## What to work on
1 – From the passage on lockdown life in NYC, write out the part that starts with the words "Instead, Jess and" and ends after the words "in this post.".
2 – In the passage on lockdown life in NYC, how often have the COVID-19 numbers in the city been doubling?

## Passage
====

All that felt rather fast and dramatic. But the week and change since has felt anything but. While the COVID-19 numbers here in NYC have continued to double every three days, and hospitals are apparently nearing capacity already, the whole thing still seems rather abstract. While I hear ambulance sirens outside my window all day, this is Manhattan; I hear sirens outside my window all day most days, and it’s hard for me to tell if this is more than the usual.

Instead, Jess and I are sort of just floating along in our tiny life boat of an apartment, one day more or less the same as the next.  There’s a certain timelessness to it all; if you told me we’d already been doing this for months, I’d believe you.  In fact, I’ve already lost track enough to have needed to check my calendar for the timeline of events earlier in this post.

And, looking forward, things seem similarly abstract.  With apologies to the President, I’m pretty sure we won’t be back out by Easter.  But, eventually, we’ll be returning to the world.  Right?  But is that in a month?  Two?  Three?  And how many years from now will that seem?

====

[Data items]
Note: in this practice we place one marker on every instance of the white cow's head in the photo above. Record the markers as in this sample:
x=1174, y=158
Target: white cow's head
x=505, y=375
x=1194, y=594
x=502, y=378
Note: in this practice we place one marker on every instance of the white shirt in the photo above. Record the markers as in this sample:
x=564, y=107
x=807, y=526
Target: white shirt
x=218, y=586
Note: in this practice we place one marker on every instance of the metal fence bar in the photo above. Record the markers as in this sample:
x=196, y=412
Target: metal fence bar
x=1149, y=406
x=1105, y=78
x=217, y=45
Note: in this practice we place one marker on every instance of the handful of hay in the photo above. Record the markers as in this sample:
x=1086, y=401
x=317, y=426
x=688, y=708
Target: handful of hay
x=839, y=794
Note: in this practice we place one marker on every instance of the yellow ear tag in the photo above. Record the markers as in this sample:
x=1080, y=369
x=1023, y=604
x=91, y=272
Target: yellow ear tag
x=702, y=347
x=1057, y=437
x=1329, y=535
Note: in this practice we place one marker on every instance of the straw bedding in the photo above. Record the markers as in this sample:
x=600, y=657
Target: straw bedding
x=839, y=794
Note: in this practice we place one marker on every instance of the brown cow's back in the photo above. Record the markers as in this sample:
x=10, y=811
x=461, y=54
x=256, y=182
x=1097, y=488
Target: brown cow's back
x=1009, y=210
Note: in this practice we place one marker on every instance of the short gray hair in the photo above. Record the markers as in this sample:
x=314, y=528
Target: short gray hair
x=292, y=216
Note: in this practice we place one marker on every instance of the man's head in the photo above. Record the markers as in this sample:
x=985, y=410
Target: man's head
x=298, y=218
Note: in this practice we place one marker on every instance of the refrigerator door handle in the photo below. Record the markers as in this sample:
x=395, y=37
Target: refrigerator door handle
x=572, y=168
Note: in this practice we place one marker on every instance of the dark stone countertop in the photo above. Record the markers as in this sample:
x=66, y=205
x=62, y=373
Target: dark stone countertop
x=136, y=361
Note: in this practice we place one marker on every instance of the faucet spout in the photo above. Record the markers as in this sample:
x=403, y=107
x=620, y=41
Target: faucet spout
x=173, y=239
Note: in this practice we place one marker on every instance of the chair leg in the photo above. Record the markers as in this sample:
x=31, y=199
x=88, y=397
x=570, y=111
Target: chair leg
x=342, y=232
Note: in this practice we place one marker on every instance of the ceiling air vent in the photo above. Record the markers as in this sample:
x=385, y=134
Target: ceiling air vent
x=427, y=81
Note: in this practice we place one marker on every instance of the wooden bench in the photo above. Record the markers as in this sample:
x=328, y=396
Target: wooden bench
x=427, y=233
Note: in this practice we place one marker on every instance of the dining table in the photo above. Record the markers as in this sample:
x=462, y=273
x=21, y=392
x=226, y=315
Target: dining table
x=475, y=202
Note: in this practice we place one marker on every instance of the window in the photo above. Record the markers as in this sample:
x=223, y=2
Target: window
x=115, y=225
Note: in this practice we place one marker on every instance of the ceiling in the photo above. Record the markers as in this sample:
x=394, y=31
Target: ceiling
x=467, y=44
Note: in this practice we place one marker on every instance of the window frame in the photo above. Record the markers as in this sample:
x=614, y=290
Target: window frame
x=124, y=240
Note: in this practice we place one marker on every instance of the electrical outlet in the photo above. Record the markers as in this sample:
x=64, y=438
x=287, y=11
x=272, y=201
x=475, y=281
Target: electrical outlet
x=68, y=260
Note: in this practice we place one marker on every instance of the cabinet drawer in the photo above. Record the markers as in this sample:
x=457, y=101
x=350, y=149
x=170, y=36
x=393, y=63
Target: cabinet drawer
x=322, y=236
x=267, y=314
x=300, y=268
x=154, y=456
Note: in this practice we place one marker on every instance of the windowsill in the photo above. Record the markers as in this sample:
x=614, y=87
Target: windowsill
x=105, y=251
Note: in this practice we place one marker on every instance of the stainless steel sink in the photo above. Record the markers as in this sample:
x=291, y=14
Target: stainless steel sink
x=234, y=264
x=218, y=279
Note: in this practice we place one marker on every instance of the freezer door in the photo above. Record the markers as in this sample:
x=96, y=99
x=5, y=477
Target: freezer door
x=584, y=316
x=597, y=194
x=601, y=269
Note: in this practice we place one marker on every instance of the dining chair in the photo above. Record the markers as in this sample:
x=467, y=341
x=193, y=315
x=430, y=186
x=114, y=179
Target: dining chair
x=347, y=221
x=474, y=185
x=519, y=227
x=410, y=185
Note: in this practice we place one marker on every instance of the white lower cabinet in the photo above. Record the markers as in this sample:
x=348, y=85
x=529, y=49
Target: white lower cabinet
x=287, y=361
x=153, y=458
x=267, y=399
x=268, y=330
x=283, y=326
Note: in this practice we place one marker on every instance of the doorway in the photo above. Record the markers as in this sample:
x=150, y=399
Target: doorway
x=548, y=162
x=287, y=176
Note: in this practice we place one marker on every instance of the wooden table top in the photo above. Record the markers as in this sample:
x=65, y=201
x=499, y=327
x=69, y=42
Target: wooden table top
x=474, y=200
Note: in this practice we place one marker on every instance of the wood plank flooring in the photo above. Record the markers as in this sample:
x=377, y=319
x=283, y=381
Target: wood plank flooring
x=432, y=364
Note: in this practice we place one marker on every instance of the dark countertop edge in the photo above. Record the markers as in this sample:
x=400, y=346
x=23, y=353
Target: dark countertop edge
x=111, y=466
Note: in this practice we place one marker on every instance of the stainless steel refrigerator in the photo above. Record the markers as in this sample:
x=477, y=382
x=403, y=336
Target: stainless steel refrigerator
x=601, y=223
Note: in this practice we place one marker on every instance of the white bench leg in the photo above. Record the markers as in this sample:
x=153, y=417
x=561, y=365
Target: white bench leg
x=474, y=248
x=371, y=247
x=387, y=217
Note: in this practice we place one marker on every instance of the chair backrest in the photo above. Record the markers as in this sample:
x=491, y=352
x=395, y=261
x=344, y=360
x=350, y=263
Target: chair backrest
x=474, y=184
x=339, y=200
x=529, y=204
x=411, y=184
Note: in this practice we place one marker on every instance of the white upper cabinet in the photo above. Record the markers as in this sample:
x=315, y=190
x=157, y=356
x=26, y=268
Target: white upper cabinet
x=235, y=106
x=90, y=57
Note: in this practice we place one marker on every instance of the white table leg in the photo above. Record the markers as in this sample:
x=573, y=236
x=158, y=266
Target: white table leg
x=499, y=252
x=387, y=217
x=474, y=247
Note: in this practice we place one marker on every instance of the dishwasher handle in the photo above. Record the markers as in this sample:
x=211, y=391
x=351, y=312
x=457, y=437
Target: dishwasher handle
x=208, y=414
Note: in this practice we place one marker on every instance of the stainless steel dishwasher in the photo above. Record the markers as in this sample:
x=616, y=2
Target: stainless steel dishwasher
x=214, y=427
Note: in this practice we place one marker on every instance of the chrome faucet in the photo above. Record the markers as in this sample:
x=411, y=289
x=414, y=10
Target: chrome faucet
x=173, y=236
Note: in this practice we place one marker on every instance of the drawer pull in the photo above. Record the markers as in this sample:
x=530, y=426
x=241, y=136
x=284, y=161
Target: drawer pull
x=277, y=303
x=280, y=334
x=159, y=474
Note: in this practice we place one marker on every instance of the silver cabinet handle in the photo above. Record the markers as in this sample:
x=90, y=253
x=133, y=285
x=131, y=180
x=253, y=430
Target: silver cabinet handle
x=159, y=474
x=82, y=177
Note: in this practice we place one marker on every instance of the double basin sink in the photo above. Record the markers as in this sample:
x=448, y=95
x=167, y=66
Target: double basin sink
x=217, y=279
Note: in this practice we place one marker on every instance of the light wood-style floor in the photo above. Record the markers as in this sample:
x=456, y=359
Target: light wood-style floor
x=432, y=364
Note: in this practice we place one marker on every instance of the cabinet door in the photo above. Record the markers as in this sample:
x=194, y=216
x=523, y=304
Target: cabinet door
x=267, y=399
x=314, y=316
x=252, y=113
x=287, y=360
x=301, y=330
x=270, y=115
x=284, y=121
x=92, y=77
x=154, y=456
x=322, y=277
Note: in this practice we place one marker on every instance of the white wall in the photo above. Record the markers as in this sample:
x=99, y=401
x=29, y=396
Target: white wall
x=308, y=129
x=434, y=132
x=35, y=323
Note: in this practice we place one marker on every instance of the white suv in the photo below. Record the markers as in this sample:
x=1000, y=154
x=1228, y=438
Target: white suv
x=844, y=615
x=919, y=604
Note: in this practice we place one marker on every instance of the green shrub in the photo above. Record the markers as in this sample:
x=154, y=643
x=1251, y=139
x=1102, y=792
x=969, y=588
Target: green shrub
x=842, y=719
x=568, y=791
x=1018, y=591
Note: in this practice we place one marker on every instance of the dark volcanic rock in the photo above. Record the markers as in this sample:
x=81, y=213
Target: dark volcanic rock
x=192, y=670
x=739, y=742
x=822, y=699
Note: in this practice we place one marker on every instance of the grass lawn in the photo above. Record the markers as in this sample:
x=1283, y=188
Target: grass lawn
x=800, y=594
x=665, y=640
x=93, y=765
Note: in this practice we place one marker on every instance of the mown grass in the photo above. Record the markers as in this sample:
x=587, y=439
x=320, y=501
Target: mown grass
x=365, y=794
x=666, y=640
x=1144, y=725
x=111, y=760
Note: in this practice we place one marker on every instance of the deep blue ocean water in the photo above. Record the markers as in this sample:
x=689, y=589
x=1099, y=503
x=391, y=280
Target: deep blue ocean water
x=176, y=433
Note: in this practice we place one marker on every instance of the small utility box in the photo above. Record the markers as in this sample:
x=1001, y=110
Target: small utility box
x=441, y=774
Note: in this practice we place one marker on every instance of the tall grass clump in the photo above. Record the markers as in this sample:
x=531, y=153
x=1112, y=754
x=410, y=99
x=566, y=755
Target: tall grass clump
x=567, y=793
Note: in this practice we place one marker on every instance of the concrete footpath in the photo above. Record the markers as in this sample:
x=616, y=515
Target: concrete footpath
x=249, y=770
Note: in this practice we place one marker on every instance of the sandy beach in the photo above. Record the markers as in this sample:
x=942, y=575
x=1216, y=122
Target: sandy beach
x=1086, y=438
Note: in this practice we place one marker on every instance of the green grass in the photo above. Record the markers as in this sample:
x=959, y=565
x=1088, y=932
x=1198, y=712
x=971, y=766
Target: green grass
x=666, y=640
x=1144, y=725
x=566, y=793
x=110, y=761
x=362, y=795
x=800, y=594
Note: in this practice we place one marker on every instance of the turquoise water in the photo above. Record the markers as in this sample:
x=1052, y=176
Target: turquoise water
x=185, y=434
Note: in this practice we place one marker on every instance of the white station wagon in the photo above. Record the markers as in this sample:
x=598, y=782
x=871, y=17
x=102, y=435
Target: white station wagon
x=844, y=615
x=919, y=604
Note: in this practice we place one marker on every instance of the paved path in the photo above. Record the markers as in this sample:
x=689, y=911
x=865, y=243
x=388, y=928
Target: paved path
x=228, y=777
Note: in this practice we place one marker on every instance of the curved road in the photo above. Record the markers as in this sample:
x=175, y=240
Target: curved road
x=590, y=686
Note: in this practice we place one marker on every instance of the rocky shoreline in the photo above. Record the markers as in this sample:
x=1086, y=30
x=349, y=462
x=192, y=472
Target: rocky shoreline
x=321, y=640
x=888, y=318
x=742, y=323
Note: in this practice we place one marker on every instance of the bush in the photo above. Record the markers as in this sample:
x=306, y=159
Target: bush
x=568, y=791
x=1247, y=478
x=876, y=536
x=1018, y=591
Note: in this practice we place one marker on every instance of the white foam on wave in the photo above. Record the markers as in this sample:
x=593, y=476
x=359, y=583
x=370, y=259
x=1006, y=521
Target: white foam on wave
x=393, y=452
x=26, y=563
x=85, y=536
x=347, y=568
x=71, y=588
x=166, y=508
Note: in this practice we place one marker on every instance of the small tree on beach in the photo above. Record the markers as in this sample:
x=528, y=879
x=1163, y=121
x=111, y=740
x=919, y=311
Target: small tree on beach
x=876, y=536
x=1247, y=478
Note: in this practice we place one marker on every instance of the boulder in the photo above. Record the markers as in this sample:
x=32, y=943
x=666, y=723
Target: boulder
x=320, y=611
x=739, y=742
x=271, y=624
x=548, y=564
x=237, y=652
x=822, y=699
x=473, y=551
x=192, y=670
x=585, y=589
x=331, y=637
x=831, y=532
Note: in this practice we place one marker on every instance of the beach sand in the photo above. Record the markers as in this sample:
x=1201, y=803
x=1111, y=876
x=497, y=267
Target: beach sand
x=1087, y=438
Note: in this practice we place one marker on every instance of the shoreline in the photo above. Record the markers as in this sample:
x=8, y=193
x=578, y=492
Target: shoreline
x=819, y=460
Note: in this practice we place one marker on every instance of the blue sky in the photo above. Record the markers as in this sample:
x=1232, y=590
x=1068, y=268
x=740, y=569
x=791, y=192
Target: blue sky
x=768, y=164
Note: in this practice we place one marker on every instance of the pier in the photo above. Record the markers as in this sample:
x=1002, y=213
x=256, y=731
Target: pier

====

## Responses to the exercise
1 –
Instead, Jess and I are sort of just floating along in our tiny life boat of an apartment, one day more or less the same as the next.  There’s a certain timelessness to it all; if you told me we’d already been doing this for months, I’d believe you.  In fact, I’ve already lost track enough to have needed to check my calendar for the timeline of events earlier in this post.

2 – Every three days.